=== Passage provided ===

# Decision Trees

Fit a DecisionTreeClassifier, tune depth minimally, and inspect feature importance and decision boundaries via partial plots.

In [None]:
import pandas as pd, numpy as np, matplotlib.pyplot as plt, warnings
from sklearn.compose import ColumnTransformer
from sklearn.preprocessing import OneHotEncoder, StandardScaler
from sklearn.pipeline import Pipeline
from sklearn.tree import DecisionTreeClassifier, plot_tree

!wget -q https://raw.githubusercontent.com/Jihun-ust/ust-mail-557/main/Classification/classification_utils.py
import classification_utils as utils
csv_path = "https://raw.githubusercontent.com/Jihun-ust/ust-mail-557/main/Classification/classification.csv"
warnings.filterwarnings("ignore")

df = pd.read_csv(csv_path, parse_dates=["ts"]).sort_values("ts")
train, test = utils.chrono_split(df, "ts", test_frac=0.2)

features = ["ad_channel","device","region","campaign","spend_l7","pages_per_session","sessions_l30","time_on_site_s","pricing_views_l7","past_purchases","discount_flag","competitor_visits"]
target = "converted"

X_train, y_train = train[features], train[target]
X_test, y_test = test[features], test[target]

pre = ColumnTransformer([
    ("num", StandardScaler(), ["spend_l7","pages_per_session","sessions_l30","time_on_site_s","pricing_views_l7","past_purchases"]),
    ("cat", OneHotEncoder(handle_unknown="ignore"), ["ad_channel","device","region","campaign"]),
    ("bin", "passthrough", ["discount_flag","competitor_visits"])
])

tree = Pipeline([("pre", pre), ("clf", DecisionTreeClassifier(max_depth=6, min_samples_leaf=50, random_state=42))])
tree.fit(X_train, y_train)
probs = tree.predict_proba(X_test)[:,1]
_ = utils.evaluate_classifier(y_test, probs, title_prefix="Decision Tree")

# Show a small tree plot
est = tree.named_steps["clf"]
plt.figure(figsize=(12,6)); plot_tree(est, fontsize=10, max_depth=2, filled=True, feature_names=tree.named_steps["pre"].get_feature_names_out(), class_names=["no","yes"]); plt.tight_layout(); plt.show()

### Advanced Dignostics
#### The top of the tree (depth ≤ 3) with sample counts & class probabilities

In [None]:
# Text view of the top of the tree (depth ≤ 3) with counts & probabilities
import numpy as np
from sklearn.tree import _tree

est = tree.named_steps["clf"]
fn = tree.named_steps["pre"].get_feature_names_out()

T = est.tree_
n_classes = T.value.shape[2]
assert n_classes == 2, "This snippet assumes a binary target."

def node_summary(node_id):
    counts = T.value[node_id, 0]  # [neg, pos]
    total = counts.sum()

=== Source data ===

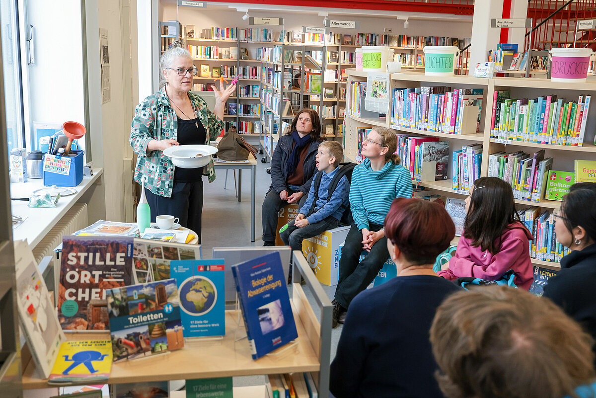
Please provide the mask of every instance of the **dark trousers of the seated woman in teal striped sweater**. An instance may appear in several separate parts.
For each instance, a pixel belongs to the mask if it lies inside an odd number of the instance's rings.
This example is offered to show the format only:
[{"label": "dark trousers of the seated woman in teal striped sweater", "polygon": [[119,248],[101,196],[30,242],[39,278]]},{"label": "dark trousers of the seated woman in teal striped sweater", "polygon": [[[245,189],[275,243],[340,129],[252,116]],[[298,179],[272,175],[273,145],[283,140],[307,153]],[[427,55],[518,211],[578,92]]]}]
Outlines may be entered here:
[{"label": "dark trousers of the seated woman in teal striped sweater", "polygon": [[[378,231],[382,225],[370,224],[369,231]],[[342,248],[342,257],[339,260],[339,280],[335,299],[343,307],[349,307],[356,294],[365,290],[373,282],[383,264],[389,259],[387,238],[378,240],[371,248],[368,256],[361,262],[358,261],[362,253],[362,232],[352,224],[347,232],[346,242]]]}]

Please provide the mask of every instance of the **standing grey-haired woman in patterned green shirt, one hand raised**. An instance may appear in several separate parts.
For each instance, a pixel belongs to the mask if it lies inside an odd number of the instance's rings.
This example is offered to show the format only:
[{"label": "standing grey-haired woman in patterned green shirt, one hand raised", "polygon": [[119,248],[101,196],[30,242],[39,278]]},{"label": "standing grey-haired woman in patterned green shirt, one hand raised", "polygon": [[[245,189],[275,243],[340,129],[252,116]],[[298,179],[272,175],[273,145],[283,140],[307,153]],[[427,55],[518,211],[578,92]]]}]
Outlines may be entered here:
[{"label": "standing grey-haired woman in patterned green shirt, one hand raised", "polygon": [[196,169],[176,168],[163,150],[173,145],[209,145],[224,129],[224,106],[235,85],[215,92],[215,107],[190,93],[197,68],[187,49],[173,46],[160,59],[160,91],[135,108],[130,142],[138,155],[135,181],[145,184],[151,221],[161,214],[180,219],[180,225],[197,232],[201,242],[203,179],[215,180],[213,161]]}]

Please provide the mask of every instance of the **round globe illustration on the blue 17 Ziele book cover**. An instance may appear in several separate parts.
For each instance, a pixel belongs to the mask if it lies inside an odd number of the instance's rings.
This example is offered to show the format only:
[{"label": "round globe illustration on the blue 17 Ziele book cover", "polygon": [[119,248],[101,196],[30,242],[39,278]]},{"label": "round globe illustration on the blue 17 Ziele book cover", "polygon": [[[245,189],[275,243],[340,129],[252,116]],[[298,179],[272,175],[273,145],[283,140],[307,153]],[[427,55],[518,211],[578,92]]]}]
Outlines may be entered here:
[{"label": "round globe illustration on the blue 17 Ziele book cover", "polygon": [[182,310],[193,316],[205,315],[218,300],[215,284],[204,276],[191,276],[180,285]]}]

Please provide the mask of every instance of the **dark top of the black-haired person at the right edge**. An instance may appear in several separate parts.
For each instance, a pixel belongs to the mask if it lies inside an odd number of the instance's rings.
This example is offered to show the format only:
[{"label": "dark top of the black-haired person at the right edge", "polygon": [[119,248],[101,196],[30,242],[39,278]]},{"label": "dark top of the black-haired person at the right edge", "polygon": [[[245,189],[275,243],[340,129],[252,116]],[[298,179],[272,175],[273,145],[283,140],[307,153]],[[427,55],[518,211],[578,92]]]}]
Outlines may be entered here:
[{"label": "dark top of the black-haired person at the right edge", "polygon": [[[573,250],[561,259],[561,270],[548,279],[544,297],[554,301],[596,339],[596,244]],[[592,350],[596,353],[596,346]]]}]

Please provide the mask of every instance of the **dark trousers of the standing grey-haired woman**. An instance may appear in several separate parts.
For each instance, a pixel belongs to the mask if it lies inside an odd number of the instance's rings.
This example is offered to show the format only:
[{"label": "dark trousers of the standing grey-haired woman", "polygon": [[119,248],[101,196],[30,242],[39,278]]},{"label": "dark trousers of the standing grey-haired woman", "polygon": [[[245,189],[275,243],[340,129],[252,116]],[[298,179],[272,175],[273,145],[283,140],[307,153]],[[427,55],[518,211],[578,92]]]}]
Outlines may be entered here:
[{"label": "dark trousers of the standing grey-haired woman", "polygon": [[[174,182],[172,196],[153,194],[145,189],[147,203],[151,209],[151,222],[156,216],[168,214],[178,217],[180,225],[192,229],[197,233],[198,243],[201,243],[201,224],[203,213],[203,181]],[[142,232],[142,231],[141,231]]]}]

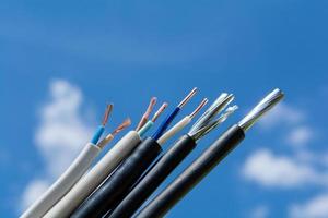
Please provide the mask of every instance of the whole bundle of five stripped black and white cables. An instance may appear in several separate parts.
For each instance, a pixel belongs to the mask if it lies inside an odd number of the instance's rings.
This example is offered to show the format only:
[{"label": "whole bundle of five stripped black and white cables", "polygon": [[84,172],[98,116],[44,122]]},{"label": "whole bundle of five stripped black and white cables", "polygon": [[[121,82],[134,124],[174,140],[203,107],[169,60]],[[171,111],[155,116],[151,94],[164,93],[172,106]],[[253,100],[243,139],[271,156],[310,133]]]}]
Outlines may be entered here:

===

Instructions to follow: Reproduce the decision tree notebook above word for word, from "X_train, y_train = train[features], train[target]" up to and including "tree.fit(X_train, y_train)".

Answer box:
X_train, y_train = train[features], train[target]
X_test, y_test = test[features], test[target]

pre = ColumnTransformer([
    ("num", StandardScaler(), ["spend_l7","pages_per_session","sessions_l30","time_on_site_s","pricing_views_l7","past_purchases"]),
    ("cat", OneHotEncoder(handle_unknown="ignore"), ["ad_channel","device","region","campaign"]),
    ("bin", "passthrough", ["discount_flag","competitor_visits"])
])

tree = Pipeline([("pre", pre), ("clf", DecisionTreeClassifier(max_depth=6, min_samples_leaf=50, random_state=42))])
tree.fit(X_train, y_train)